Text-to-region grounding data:
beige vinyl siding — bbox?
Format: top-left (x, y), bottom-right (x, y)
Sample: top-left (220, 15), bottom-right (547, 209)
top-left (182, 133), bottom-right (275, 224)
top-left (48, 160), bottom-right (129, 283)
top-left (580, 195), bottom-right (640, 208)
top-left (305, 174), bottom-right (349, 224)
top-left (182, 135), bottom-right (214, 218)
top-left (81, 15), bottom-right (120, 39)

WHAT IS EXPECTED: Reproduce the lines above. Leave each one as it is.

ANSWER:
beige vinyl siding — bbox?
Format: top-left (x, y), bottom-right (x, y)
Sample: top-left (220, 15), bottom-right (547, 209)
top-left (182, 133), bottom-right (275, 224)
top-left (48, 160), bottom-right (129, 283)
top-left (580, 195), bottom-right (640, 208)
top-left (305, 174), bottom-right (349, 224)
top-left (182, 135), bottom-right (214, 218)
top-left (81, 15), bottom-right (120, 39)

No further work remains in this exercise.